EXCERPTED PASSAGE
Central Navajo Agency Council Agenda Shows Local Priorities, Calls for No-Confidence Vote on Regional Official
The Central Navajo Agency Council called for Edgerton Gene's removal Saturday, citing "abuse of office," while also pushing Black Mesa water and Many Farms housing onto the action list.

The Central Navajo Agency Council convened Saturday at Hard Rock Chapter and moved on a formal no-confidence motion against Edgerton Gene, a Senior Programs & Project Specialist in the Administrative Service Center's Division of Community Development, over what the agenda characterized as "abuse of office and egregious misconduct."
Resolution CNAC26-04-07 requested Gene's voluntary resignation and directed the Department of Personnel Management to consider removal procedures. The motion represents one of the more direct accountability actions to come out of a CNAC session, demonstrating how chapter councils are using these meetings to escalate demands that would otherwise move slowly through departmental channels.

The April 4 session, which opened at 9:00 a.m., packed several substantive items alongside the disciplinary motion. Resolution CNAC26-04-01 sought coordinated support for watershed restoration on Black Mesa, drawing in the Bureau of Indian Affairs, Navajo Nation Fish and Wildlife, and the Nation's Department of Water Resources to address erosion, flooding, and water security concerns that affect communities relying on the mesa's watershed.

WHAT YOU WILL DO
1. In the council agenda article, which chapter hosted Saturday's Central Navajo Agency Council meeting?
2. Condense the paragraph of the council agenda article that begins "The April 4 session" into a short bulleted list that keeps its main facts.
3. Write the next part of the council agenda article, picking up after its final sentence.

DATASET CONTENT
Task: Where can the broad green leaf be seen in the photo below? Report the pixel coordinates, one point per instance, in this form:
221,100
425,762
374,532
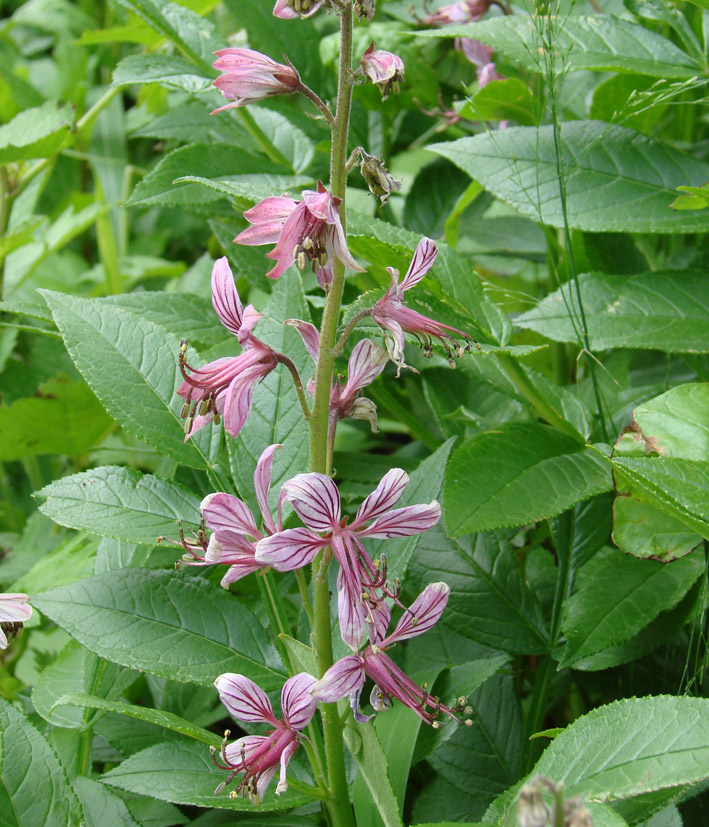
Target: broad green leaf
131,365
165,623
36,133
208,161
119,502
657,311
276,415
372,765
489,601
678,487
184,774
516,474
64,417
34,788
101,806
619,595
601,43
171,71
159,717
616,179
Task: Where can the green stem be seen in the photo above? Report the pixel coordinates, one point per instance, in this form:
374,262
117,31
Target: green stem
338,805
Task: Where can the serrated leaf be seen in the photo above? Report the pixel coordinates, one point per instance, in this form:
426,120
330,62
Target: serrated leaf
131,365
168,624
518,473
118,502
36,133
601,43
617,180
184,774
618,596
34,788
657,311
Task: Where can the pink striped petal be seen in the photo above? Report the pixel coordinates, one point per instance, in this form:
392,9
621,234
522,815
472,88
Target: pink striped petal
224,296
421,263
297,703
290,549
340,680
244,699
315,499
384,497
403,522
423,613
224,512
262,484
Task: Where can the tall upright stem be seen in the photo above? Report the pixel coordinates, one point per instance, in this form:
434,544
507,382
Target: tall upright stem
338,805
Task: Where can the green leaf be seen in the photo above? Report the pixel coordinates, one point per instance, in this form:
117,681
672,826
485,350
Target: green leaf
276,415
131,365
678,487
119,502
616,179
168,624
490,602
655,311
158,717
208,161
618,596
34,788
372,765
63,418
601,43
101,806
170,71
518,473
36,133
183,773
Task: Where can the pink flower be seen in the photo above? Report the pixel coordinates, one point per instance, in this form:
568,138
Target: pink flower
303,231
393,316
251,76
14,611
235,531
347,676
225,387
361,585
383,68
290,9
465,11
259,756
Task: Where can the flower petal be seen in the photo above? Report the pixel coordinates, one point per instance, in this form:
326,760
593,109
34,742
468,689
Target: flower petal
403,522
290,549
297,703
244,699
423,613
341,679
315,499
384,497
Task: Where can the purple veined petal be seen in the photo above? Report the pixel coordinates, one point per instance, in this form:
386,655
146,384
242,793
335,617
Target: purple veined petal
224,512
403,522
423,613
262,484
224,296
290,549
297,703
315,499
421,263
244,699
341,679
286,755
366,362
309,334
385,496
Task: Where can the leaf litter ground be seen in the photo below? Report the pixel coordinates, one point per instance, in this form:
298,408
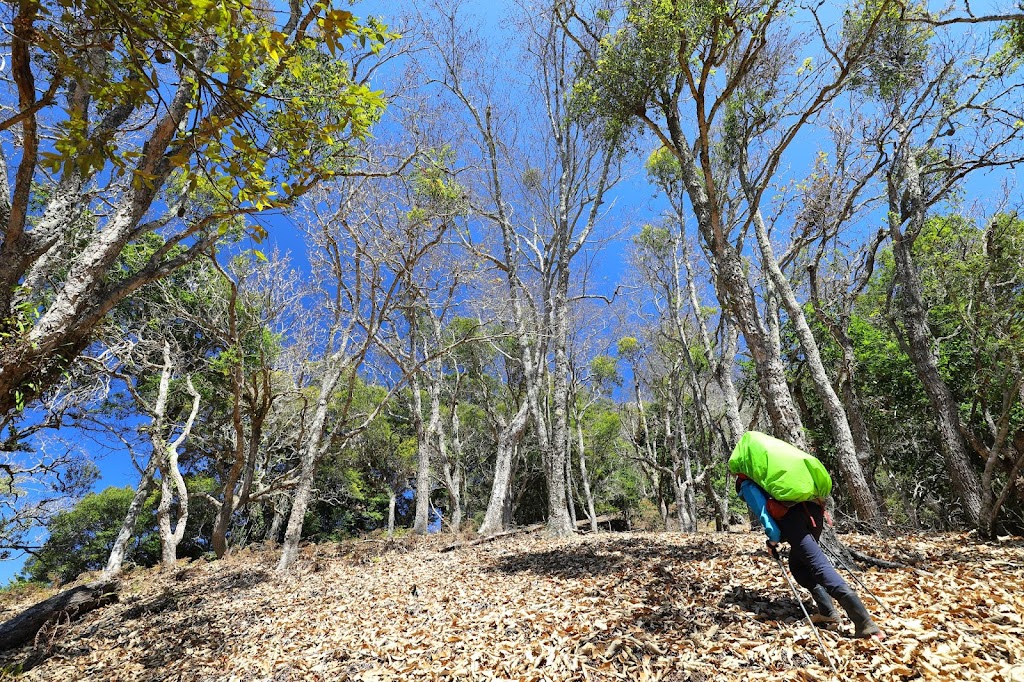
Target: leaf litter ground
612,606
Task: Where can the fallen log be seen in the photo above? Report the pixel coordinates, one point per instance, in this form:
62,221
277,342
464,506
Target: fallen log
70,603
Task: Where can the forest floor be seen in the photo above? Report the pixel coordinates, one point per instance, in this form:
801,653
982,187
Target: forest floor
610,606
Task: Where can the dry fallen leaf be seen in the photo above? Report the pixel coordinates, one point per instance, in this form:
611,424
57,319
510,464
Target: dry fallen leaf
614,606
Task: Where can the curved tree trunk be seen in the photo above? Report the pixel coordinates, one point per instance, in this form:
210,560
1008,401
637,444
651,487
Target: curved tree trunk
850,469
310,456
905,179
120,548
496,518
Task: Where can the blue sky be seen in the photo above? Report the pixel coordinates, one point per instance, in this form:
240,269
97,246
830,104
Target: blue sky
635,197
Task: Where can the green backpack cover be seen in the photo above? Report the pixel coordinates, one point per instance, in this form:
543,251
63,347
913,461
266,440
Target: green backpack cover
785,472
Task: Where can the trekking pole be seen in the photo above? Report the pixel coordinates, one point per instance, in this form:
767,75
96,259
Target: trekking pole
841,561
824,649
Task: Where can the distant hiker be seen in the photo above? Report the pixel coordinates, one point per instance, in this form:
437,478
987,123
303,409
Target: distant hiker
785,488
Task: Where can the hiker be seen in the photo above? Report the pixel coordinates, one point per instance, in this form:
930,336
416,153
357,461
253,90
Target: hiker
800,523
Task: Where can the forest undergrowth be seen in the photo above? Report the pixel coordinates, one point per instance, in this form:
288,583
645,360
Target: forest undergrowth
610,606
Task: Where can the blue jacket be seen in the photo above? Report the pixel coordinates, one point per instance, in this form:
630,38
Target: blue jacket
758,502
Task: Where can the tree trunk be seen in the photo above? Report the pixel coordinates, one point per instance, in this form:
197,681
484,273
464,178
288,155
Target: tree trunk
735,294
114,563
391,504
846,452
280,512
310,456
497,518
916,334
585,478
423,446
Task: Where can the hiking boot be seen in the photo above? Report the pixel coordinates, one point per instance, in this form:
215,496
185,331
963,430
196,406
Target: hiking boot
826,608
863,626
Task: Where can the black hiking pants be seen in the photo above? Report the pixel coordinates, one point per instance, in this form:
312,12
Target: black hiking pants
801,527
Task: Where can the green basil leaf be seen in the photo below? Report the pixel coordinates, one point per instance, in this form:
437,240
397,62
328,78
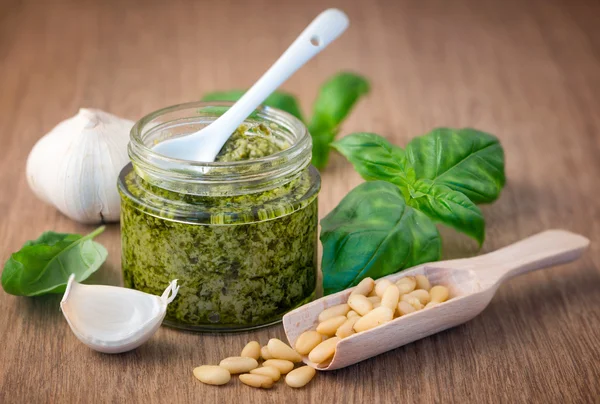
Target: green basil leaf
321,141
336,99
465,160
452,208
372,232
44,265
373,157
280,100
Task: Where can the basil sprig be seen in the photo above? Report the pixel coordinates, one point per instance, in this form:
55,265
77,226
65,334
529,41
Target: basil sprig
387,224
336,98
44,265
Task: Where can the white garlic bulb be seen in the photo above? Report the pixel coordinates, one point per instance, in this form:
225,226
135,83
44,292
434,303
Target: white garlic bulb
76,165
111,319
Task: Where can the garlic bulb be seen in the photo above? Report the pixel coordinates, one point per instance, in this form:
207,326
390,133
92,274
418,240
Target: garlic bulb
111,319
76,165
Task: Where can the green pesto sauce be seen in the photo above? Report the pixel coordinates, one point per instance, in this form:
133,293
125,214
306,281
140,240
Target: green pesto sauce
232,276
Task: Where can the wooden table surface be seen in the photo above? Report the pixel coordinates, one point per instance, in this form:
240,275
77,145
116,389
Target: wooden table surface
527,71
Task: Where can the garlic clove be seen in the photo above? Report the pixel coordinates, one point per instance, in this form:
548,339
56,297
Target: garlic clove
112,319
76,165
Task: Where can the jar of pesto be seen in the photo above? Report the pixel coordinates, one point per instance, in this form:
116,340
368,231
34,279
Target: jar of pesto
240,233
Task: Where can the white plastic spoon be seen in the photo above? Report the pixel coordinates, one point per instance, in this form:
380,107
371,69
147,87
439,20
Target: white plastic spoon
472,283
205,144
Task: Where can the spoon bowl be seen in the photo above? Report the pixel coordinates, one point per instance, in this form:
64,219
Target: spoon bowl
472,283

TASK RESULTS
1. Hard Rock Chapter.

2.
- The April 4 session opened at 9:00 a.m. and took up several substantive items besides the disciplinary motion.
- Resolution CNAC26-04-01 sought coordinated support for watershed restoration on Black Mesa.
- Agencies drawn in: the Bureau of Indian Affairs, Navajo Nation Fish and Wildlife, and the Nation's Department of Water Resources.
- Concerns addressed: erosion, flooding, and water security for communities that rely on the mesa's watershed.

3.
Substandard living conditions at Many Farms Navajo Housing Authority units came forward as CNAC26-04-08, putting housing quality squarely on the council's action list. The resolution pushed for formal measures to address what residents in that community have described as deteriorating housing stock.
The council also reached toward a larger institutional question. Resolution CNAC26-04-02 called on the Office of Government Development to conduct a nation-wide referendum asking citizens whether to retain the Navajo Nation's current government structure or pursue structural reforms. That the proposal originated at the chapter-council level signals that debates over institutional organization remain unresolved, with Apache County chapters in the Central Navajo Agency tracking both immediate service delivery and longer-range governance questions at the same time.
The no-confidence motion against Gene now moves to departmental leadership, where it could prompt a personnel review, interdepartmental responses, or escalation to the Nation's executive leadership.